--- DATA FOR THIS TASK ---
*** Block opens ***

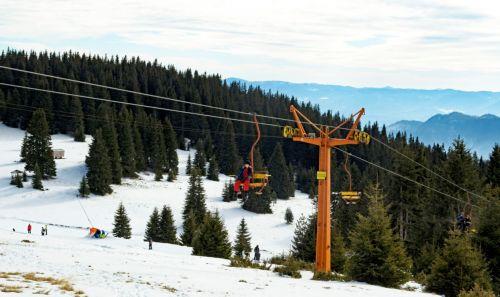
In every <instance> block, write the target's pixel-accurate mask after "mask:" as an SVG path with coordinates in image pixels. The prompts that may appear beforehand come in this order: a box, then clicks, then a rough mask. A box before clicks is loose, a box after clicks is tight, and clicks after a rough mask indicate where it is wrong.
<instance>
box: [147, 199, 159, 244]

*** Block closes ***
*** Block opens ***

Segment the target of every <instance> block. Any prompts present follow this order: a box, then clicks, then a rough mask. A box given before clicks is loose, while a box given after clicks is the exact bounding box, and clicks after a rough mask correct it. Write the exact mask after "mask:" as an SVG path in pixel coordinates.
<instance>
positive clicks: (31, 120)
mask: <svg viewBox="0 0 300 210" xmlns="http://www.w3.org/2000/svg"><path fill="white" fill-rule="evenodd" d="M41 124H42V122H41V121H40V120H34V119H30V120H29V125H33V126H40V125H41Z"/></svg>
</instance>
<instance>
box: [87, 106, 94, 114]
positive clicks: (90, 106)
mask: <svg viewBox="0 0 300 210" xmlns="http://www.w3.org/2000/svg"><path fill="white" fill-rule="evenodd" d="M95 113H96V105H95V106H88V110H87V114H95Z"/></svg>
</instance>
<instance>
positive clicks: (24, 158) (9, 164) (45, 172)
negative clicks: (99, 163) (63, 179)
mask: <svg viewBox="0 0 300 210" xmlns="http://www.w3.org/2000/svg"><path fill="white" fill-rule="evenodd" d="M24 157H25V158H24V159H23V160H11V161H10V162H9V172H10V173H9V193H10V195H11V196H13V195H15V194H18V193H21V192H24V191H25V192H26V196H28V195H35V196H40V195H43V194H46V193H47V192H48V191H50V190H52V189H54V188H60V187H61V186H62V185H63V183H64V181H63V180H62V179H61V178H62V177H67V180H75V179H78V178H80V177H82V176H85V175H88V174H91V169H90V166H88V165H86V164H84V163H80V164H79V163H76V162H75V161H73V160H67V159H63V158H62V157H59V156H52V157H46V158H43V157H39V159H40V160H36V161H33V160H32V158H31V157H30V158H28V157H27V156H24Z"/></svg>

*** Block closes ***
*** Block opens ***

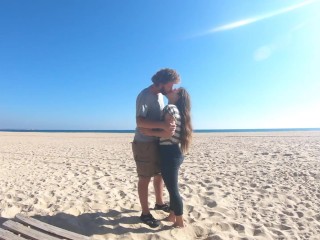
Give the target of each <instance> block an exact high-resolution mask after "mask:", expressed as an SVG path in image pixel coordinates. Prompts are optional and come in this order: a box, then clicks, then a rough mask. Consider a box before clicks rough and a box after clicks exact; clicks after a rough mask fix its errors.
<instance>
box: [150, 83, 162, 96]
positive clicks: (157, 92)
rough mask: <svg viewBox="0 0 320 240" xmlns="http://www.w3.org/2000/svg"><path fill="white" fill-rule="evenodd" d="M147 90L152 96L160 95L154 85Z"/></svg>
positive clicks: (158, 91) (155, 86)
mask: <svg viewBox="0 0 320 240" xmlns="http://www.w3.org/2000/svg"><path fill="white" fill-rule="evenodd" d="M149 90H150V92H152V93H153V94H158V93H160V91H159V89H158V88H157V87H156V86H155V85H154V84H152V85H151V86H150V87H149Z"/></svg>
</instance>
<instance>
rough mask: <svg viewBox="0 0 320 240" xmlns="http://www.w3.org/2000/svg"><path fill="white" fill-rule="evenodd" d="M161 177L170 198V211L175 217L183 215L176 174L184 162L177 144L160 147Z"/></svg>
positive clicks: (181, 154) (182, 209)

*** Block closes ***

--- TASK STATEMENT ---
All lines in the data above from the one with "box: [150, 83, 162, 96]" through the one with "positive clicks: (181, 154) (182, 209)" must be repeated exactly, and no others.

--- EXERCISE ANSWER ---
box: [150, 83, 162, 96]
positive clicks: (157, 92)
rough mask: <svg viewBox="0 0 320 240" xmlns="http://www.w3.org/2000/svg"><path fill="white" fill-rule="evenodd" d="M147 90L152 96L160 95L154 85Z"/></svg>
positive clicks: (158, 91) (155, 86)
mask: <svg viewBox="0 0 320 240" xmlns="http://www.w3.org/2000/svg"><path fill="white" fill-rule="evenodd" d="M149 90H150V92H152V93H153V94H158V93H160V91H159V89H158V88H157V87H156V86H155V85H154V84H152V85H151V86H150V87H149Z"/></svg>
</instance>
<instance>
rough mask: <svg viewBox="0 0 320 240" xmlns="http://www.w3.org/2000/svg"><path fill="white" fill-rule="evenodd" d="M161 177L170 198V211L175 217L183 215L176 174L184 162L177 144L160 147Z"/></svg>
positive clicks: (181, 154) (182, 209)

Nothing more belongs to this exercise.